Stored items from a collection
==*==

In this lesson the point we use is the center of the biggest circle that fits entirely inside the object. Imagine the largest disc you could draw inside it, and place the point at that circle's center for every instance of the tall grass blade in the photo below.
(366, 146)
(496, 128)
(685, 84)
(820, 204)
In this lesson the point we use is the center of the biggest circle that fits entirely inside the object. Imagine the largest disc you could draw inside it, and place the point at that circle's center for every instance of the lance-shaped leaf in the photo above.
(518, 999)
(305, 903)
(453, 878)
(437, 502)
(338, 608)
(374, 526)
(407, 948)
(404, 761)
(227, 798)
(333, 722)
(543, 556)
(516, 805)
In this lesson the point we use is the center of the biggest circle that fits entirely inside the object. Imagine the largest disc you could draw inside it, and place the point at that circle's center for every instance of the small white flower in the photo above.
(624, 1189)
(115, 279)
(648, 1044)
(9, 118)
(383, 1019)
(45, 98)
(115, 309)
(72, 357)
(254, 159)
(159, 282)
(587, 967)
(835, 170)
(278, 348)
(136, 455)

==*==

**GOAL OF THE EXERCISE:** All lines from the one with "flower in the photo above." to the end of the entries above are to be written out exactly, the first and last included.

**EXERCISE RESULT:**
In this lesson the point we use is the center of the biggest circle that fits entirely inside the object. Imagine the largest disc you could draw inside it, and place the point at that circle's center for every instance of the small white flower in the photo above.
(624, 1189)
(115, 279)
(648, 1044)
(9, 118)
(383, 1019)
(45, 98)
(115, 309)
(72, 357)
(254, 159)
(159, 282)
(587, 967)
(835, 170)
(278, 348)
(136, 455)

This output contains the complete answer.